__WORK TO COMPLETE__
From the material below, pull out each line containing the word "rough" and copy those lines unchanged.

__WORKING DATA__
--------------------------------------------------

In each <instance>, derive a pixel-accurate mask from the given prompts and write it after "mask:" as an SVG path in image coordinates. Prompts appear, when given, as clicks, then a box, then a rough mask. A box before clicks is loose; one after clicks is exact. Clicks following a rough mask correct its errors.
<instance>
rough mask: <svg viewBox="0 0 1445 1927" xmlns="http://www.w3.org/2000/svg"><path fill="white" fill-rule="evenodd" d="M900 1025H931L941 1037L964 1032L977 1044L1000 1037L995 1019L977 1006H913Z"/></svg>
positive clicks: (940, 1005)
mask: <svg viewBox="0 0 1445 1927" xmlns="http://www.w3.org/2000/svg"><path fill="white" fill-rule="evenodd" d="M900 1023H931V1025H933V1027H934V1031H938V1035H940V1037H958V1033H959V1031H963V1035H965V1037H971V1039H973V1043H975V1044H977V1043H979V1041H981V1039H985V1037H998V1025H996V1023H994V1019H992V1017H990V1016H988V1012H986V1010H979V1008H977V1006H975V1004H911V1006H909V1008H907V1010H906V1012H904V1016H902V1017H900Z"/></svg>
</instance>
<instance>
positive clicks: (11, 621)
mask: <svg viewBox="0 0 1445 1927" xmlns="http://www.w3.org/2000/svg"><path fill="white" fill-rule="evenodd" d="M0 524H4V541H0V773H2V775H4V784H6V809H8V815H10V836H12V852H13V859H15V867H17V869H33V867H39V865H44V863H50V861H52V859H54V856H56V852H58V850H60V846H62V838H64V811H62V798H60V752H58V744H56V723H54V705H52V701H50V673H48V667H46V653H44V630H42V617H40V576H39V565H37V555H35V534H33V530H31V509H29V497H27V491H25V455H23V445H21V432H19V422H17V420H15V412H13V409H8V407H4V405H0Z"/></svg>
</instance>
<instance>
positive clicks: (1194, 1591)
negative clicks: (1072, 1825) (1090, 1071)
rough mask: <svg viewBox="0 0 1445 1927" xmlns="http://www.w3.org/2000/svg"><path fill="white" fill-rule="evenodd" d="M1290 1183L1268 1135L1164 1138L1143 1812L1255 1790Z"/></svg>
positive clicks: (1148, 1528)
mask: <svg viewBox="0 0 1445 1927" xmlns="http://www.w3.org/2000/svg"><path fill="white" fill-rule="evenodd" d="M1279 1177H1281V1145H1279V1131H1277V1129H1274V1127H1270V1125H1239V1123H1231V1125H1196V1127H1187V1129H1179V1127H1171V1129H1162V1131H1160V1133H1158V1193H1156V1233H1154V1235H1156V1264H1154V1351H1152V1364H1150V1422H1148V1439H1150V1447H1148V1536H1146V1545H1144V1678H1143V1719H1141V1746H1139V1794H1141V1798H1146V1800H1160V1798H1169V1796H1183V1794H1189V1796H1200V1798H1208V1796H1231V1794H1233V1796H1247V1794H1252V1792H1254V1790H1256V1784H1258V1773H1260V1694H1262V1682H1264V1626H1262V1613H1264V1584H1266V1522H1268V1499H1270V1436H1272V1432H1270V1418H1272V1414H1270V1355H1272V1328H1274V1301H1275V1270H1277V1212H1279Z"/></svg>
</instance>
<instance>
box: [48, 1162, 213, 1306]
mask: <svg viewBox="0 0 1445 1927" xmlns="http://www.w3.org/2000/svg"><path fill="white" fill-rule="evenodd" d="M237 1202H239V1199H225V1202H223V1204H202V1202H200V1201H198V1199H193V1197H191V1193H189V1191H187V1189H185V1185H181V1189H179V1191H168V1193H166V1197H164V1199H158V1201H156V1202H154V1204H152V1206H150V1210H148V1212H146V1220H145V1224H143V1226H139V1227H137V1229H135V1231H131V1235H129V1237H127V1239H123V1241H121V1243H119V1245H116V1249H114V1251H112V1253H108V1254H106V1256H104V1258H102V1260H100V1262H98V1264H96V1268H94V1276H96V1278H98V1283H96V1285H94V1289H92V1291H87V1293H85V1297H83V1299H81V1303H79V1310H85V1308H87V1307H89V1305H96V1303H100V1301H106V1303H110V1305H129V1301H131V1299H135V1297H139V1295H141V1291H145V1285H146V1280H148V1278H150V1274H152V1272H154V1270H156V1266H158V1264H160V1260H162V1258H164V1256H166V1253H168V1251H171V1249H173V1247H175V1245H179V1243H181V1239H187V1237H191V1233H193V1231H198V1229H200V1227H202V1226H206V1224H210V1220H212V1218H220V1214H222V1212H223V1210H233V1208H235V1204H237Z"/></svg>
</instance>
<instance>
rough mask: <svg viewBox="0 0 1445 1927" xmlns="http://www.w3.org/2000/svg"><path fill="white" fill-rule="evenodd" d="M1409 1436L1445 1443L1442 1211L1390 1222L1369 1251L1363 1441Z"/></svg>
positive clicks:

--------------------------------------------------

__RESULT FOR THIS EXERCISE__
In each <instance>, derive a pixel-accurate mask from the given prompts and write it after "mask:" as an SVG path in image coordinates. Prompts appear, when given, as clicks, then a box, then a rough mask. A box before clicks is loose; one after clicks is exact. Clicks following a rough mask correct its errors.
rough mask: <svg viewBox="0 0 1445 1927" xmlns="http://www.w3.org/2000/svg"><path fill="white" fill-rule="evenodd" d="M900 1025H931L941 1037L964 1032L977 1044L1000 1037L995 1019L977 1006H913Z"/></svg>
rough mask: <svg viewBox="0 0 1445 1927" xmlns="http://www.w3.org/2000/svg"><path fill="white" fill-rule="evenodd" d="M1290 1183L1268 1135L1164 1138L1143 1812L1255 1790Z"/></svg>
rough mask: <svg viewBox="0 0 1445 1927" xmlns="http://www.w3.org/2000/svg"><path fill="white" fill-rule="evenodd" d="M1409 1436L1445 1443L1442 1211L1390 1222L1369 1251L1363 1441Z"/></svg>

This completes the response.